### What is needed
In each item, swap "low wall" for "short wall" and reproduce the lines with nothing else changed. Omit the pictures from your output.

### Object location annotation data

(begin)

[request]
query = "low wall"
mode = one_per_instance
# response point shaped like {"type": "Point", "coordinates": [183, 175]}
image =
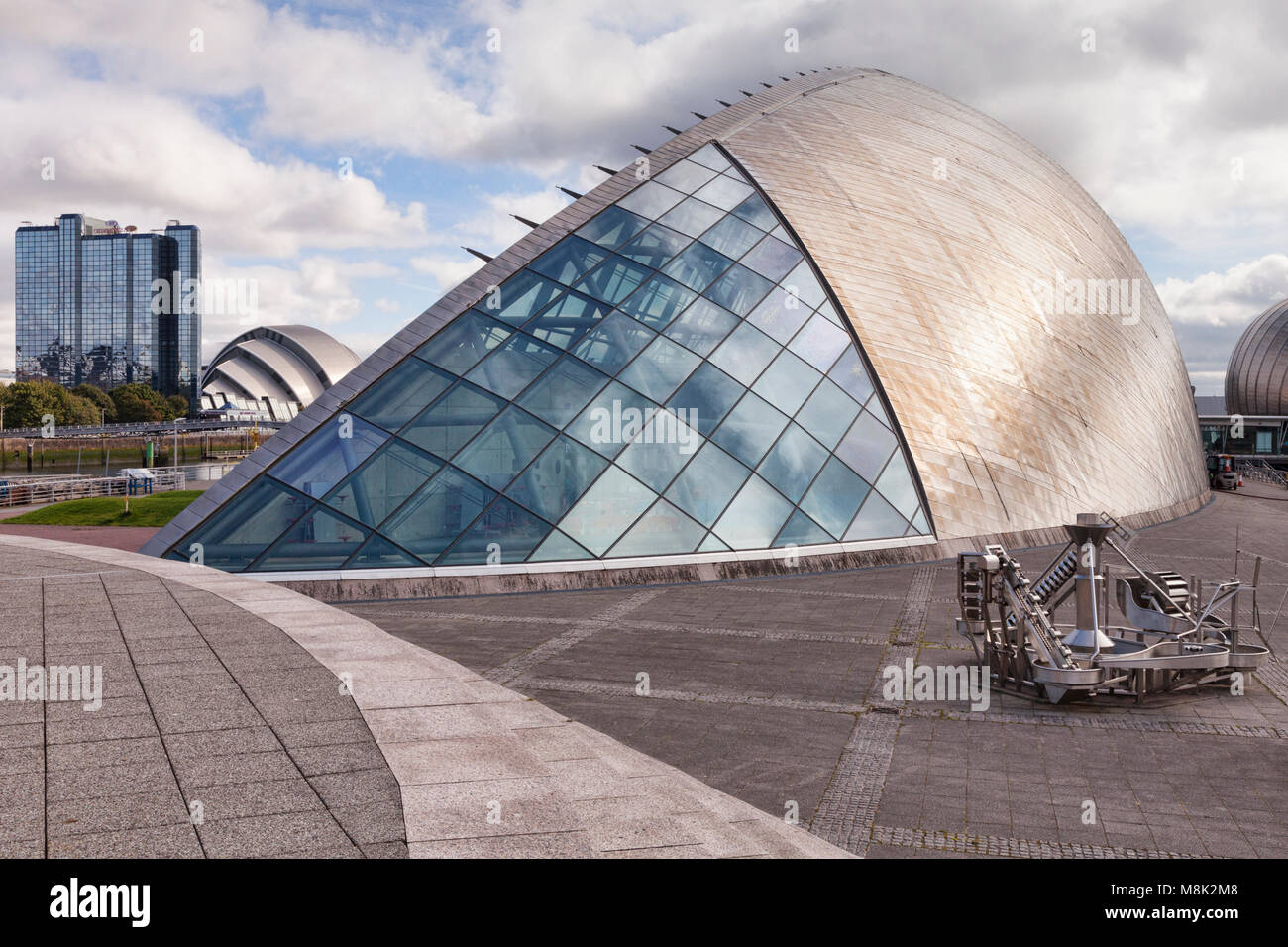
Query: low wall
{"type": "Point", "coordinates": [604, 577]}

(end)

### Exercise answer
[request]
query = "short wall"
mode = one_per_instance
# response point shaped like {"type": "Point", "coordinates": [183, 175]}
image =
Query: short wall
{"type": "Point", "coordinates": [604, 577]}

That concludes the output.